■ **Task requirements**:
Starting at the line that contains "Where can you spot the faux" and continuing through the end of the records, rewrite every line, including each request, with every point coordinate in the answers multiplied by 1.95 and rounded to the nearest whole number, with halves rounded up. Include no other lines.

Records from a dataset
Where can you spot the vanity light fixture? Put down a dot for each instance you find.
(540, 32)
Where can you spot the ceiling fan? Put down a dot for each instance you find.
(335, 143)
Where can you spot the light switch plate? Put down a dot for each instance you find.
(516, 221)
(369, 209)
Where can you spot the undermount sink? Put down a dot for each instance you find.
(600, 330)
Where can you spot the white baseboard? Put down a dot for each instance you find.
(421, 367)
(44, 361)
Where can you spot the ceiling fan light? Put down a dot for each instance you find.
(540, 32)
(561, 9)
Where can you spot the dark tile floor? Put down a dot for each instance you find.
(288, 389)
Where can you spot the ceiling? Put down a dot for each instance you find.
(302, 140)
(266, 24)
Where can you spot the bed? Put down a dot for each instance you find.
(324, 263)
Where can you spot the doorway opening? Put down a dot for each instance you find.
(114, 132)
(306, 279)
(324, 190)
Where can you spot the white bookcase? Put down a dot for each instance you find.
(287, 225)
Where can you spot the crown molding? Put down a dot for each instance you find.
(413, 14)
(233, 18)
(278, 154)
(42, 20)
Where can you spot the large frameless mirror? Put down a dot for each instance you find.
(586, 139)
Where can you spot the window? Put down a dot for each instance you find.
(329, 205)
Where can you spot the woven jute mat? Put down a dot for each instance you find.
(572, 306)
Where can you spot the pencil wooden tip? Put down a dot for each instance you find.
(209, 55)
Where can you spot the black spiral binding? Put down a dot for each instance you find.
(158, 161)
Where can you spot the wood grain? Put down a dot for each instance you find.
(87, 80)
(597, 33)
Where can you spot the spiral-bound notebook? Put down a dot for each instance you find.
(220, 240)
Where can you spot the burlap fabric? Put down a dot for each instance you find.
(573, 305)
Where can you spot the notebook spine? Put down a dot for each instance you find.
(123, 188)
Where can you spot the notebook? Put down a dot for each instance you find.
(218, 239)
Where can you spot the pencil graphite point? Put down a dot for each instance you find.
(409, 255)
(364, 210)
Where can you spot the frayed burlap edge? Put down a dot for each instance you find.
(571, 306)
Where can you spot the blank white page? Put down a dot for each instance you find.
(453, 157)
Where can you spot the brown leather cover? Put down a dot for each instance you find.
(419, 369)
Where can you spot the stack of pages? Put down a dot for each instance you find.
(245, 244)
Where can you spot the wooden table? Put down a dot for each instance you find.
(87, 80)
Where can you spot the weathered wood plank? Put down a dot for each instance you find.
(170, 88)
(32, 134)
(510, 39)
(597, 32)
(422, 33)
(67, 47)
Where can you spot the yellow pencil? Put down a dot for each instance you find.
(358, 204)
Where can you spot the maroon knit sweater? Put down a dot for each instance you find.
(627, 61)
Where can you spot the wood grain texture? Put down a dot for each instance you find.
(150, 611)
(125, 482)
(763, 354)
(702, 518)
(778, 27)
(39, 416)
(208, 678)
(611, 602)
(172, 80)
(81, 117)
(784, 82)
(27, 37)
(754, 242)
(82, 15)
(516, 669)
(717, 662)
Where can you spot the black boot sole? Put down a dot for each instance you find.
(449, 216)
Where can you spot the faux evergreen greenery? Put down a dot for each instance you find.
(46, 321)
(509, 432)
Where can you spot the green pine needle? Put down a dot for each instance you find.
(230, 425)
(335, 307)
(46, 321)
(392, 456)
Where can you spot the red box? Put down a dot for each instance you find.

■ **Problem solution**:
Where can you spot the faux evergreen greenery? Put down a dot for each instance you find.
(90, 626)
(993, 842)
Where can you spot the green pine needle? Put down a dot for each instance you find.
(449, 829)
(653, 599)
(90, 626)
(764, 889)
Where can you spot the red box? Put down a dot for each instance you find.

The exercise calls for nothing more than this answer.